Directions ▸
Can you lay out every line of the items below as a Markdown table with the columns "Row" and "Line text," skipping any blank lines?

Entries provided ▸
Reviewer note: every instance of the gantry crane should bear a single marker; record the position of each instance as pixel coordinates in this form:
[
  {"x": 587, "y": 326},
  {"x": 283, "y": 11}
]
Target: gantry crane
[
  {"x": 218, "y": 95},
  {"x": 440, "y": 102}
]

The reply ▸
| Row | Line text |
|---|---|
| 1 | Reviewer note: every instance of the gantry crane should bear a single marker; record the position of each instance as pixel coordinates in this form: |
| 2 | [ |
| 3 |   {"x": 587, "y": 326}, |
| 4 |   {"x": 283, "y": 11} |
| 5 | ] |
| 6 | Target: gantry crane |
| 7 | [ |
| 8 |   {"x": 218, "y": 95}, |
| 9 |   {"x": 440, "y": 102} |
| 10 | ] |